**Task item:**
Nothing but a number belongs in the answer: how many lines of the records below contain the string "whole".

[[ Available data open ]]

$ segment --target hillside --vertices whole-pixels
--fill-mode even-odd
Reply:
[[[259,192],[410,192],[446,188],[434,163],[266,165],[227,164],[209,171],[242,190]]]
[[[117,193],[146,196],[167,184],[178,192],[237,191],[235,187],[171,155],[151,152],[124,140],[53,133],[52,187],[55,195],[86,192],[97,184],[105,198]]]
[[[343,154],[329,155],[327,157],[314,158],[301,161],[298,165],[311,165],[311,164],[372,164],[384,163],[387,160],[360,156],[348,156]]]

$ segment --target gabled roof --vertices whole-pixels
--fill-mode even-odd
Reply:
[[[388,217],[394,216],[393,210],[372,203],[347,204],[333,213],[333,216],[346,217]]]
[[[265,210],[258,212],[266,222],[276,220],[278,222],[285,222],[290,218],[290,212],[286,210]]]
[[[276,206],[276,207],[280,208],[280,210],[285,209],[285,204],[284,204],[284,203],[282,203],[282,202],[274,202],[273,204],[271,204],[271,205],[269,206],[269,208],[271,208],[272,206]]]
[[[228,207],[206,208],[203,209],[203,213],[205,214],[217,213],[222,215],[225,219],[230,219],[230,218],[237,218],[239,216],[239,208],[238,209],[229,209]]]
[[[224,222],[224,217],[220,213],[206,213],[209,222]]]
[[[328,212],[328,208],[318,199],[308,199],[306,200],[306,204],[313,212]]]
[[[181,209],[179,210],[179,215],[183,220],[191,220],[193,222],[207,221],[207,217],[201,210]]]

[[ Available data closed ]]

**Answer for the task:**
2